◆ Document extract
---

Among $$H_{2}S$$, $$H_{2}O$$, $$NF_{3}$$, $$NH_{3}$$ and $$CHC1_{3}$$, identify the molecule (X) with lowest dipole moment value. The number of lone pairs of electrons present on the central atom of the molecule (X) is :

We need to identify the molecule with the lowest dipole moment among $$H_2S$$, $$H_2O$$, $$NF_3$$, $$NH_3$$, and $$CHCl_3$$, and then find the number of lone pairs on its central atom.

The approximate dipole moments (in Debye) are:

- $$H_2O$$: 1.85 D (bent geometry, two lone pairs on O)

- $$H_2S$$: 0.97 D (bent geometry, bond angle ~92 degrees)

- $$NH_3$$: 1.47 D (trigonal pyramidal, one lone pair on N)

- $$NF_3$$: 0.23 D (trigonal pyramidal, one lone pair on N)

- $$CHCl_3$$: 1.04 D (tetrahedral-like geometry)

$$NF_3$$ has the lowest dipole moment (0.23 D). This is because in $$NF_3$$, the lone pair on nitrogen points in one direction while the three highly electronegative fluorine atoms pull electron density in the opposite direction. The bond dipoles of the three N-F bonds nearly cancel the lone pair contribution, resulting in a very small net dipole moment.

This contrasts with $$NH_3$$ where both the lone pair and the N-H bond dipoles point in the same direction (toward nitrogen), reinforcing each other.

Nitrogen in $$NF_3$$ has the electronic configuration: 5 valence electrons, 3 used in bonds with F, leaving 1 lone pair on nitrogen.

The correct answer is Option 4: 1.

---

◆ What this exercise asks
1. Answer these questions about the dipole moment solution:
(a) What approximate dipole moment does it give for $$H_2S$$?
(b) Which molecule does it identify as having the lowest dipole moment, and with what value?
(c) How many lone pairs does it say remain on nitrogen in that molecule?
2. Duplicate the dipole moment solution from "- $$CHCl_3$$: 1.04" up to and including "pair on nitrogen.".

---

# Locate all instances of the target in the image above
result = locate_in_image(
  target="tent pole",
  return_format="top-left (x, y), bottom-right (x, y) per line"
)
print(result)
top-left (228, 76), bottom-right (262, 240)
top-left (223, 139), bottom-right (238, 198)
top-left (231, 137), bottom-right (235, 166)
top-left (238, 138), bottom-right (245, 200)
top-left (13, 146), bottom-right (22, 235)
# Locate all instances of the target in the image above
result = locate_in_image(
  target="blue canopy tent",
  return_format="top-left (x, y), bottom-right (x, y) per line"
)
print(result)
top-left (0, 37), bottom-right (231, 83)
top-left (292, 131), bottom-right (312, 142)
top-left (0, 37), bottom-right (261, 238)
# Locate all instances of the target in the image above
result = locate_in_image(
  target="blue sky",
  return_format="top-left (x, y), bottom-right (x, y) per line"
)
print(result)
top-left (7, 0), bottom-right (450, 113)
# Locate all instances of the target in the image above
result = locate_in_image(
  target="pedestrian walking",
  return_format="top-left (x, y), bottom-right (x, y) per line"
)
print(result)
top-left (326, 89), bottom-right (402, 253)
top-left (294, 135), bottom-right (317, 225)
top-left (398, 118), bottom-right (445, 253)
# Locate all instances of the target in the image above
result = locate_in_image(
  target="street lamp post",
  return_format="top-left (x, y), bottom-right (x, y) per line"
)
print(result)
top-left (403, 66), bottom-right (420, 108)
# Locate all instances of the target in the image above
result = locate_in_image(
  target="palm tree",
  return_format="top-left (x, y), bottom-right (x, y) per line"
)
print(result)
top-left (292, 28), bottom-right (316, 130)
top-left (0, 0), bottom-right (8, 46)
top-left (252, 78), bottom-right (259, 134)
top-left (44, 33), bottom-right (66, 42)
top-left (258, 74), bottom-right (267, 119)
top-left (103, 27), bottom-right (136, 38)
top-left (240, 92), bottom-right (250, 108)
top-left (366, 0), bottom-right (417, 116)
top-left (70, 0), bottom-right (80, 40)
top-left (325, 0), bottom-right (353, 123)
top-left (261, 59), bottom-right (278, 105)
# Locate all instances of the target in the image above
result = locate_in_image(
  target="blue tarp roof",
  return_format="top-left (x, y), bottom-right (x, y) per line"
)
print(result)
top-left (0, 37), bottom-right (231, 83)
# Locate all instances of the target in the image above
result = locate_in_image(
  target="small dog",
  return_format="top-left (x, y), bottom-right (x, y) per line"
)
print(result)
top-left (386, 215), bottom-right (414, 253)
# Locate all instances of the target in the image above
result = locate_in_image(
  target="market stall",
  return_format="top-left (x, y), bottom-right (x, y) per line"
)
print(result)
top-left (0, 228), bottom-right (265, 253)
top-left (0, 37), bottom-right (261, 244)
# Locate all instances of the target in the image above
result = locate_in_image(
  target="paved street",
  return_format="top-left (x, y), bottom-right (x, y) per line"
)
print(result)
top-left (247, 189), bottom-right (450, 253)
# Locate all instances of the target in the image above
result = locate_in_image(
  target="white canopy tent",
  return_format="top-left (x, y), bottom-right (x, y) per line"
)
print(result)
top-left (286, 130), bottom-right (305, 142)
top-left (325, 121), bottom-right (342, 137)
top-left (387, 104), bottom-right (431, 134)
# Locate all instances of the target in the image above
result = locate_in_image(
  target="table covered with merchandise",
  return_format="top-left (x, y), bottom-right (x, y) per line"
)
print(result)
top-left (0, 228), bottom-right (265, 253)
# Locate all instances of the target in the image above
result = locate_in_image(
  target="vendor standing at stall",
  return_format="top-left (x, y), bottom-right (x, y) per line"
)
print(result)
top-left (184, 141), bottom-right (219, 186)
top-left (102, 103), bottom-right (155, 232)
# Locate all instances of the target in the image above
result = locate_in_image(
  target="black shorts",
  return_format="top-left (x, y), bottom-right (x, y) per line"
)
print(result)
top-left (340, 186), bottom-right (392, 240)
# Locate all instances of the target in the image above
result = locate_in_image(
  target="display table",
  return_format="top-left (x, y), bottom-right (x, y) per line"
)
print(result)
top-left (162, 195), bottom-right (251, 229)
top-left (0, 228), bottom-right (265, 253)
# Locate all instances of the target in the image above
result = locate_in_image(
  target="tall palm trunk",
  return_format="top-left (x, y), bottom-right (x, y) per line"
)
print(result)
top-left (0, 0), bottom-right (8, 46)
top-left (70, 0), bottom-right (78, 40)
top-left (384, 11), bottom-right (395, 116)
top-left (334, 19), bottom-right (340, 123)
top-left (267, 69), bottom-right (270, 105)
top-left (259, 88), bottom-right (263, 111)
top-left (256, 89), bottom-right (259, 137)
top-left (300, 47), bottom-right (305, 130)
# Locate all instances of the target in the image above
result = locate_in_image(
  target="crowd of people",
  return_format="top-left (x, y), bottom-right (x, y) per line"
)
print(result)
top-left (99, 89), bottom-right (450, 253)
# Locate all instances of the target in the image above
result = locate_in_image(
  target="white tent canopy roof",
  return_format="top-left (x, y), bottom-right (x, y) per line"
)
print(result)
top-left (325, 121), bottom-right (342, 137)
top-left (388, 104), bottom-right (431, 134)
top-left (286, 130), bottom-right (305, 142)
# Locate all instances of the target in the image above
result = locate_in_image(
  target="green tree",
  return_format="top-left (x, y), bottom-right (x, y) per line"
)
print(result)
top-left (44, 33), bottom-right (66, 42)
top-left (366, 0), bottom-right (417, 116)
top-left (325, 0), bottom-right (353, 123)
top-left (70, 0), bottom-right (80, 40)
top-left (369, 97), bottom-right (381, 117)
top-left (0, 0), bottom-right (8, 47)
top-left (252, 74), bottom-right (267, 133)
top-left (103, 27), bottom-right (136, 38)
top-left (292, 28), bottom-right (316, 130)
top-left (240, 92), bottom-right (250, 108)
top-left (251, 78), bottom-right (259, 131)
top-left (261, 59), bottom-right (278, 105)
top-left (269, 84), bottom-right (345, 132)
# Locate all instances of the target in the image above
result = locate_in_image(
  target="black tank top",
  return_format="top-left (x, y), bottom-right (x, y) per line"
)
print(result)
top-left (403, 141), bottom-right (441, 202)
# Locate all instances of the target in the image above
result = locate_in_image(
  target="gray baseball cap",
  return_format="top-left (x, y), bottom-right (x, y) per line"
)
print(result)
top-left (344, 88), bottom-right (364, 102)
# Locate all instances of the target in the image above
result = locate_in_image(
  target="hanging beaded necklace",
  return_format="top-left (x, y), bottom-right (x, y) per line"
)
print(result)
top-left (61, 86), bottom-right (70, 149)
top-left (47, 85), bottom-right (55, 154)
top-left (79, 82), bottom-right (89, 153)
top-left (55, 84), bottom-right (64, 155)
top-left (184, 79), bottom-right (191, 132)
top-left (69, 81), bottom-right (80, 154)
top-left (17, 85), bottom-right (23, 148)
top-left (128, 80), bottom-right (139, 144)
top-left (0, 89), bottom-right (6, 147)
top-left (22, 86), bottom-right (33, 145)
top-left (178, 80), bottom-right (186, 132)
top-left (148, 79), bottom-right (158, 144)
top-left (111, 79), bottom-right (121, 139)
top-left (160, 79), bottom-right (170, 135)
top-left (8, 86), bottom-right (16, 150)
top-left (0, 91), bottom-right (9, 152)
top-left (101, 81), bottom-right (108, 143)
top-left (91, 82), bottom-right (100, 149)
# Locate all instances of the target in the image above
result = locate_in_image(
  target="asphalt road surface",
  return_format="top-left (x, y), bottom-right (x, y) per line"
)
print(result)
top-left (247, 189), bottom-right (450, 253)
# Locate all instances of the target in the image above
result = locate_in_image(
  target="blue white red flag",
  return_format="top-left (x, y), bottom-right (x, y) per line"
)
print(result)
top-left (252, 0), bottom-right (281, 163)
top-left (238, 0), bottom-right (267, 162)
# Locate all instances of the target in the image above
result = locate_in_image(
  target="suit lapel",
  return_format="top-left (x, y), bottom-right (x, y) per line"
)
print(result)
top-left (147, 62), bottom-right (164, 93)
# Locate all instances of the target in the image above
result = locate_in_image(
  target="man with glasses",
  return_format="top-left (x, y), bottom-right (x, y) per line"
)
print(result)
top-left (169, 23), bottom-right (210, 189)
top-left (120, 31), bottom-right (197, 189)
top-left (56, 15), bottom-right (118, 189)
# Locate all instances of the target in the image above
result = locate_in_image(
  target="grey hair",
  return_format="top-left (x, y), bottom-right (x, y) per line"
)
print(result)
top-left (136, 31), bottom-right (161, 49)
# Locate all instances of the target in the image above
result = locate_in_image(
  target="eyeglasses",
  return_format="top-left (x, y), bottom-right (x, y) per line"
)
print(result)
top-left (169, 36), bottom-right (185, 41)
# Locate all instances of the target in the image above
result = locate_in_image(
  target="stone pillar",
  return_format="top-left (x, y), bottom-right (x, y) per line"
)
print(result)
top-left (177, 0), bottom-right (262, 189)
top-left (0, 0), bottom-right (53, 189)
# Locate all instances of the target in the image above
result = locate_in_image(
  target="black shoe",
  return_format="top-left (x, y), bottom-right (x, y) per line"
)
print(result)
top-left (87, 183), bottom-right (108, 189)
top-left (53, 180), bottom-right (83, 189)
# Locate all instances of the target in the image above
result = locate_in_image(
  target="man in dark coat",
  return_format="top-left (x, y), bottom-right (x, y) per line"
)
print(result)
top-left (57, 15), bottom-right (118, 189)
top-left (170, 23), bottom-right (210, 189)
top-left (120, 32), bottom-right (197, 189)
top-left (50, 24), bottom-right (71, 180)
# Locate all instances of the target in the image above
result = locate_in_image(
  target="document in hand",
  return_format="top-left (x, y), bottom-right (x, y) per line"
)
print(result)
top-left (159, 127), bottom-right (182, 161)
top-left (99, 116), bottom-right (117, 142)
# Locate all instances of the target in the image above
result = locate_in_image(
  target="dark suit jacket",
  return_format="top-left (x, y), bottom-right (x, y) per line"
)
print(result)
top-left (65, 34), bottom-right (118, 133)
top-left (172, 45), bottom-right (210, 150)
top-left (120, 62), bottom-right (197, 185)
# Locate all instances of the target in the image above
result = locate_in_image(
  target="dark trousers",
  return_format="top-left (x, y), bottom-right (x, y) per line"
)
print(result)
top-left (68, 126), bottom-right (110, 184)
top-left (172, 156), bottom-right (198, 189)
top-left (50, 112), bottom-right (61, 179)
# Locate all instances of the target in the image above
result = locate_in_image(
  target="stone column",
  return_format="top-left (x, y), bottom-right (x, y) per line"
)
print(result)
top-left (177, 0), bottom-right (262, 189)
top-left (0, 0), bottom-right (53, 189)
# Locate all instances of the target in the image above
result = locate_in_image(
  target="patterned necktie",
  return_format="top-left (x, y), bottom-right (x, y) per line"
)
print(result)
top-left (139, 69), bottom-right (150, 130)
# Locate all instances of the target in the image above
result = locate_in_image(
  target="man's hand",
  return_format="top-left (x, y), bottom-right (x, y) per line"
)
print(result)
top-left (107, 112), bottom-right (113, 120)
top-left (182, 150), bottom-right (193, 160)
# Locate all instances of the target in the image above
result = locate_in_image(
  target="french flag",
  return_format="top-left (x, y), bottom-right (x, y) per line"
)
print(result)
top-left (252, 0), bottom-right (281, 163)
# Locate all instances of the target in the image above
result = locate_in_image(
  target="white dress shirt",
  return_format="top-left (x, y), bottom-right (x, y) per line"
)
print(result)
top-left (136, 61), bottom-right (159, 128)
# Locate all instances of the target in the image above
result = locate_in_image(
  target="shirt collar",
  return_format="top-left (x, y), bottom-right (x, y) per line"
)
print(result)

---

◆ Answers below
1.
(a) 0.97 D
(b) $$NF_3$$, at 0.23 D
(c) 1

2.
- $$CHCl_3$$: 1.04 D (tetrahedral-like geometry)

$$NF_3$$ has the lowest dipole moment (0.23 D). This is because in $$NF_3$$, the lone pair on nitrogen points in one direction while the three highly electronegative fluorine atoms pull electron density in the opposite direction. The bond dipoles of the three N-F bonds nearly cancel the lone pair contribution, resulting in a very small net dipole moment.

This contrasts with $$NH_3$$ where both the lone pair and the N-H bond dipoles point in the same direction (toward nitrogen), reinforcing each other.

Nitrogen in $$NF_3$$ has the electronic configuration: 5 valence electrons, 3 used in bonds with F, leaving 1 lone pair on nitrogen.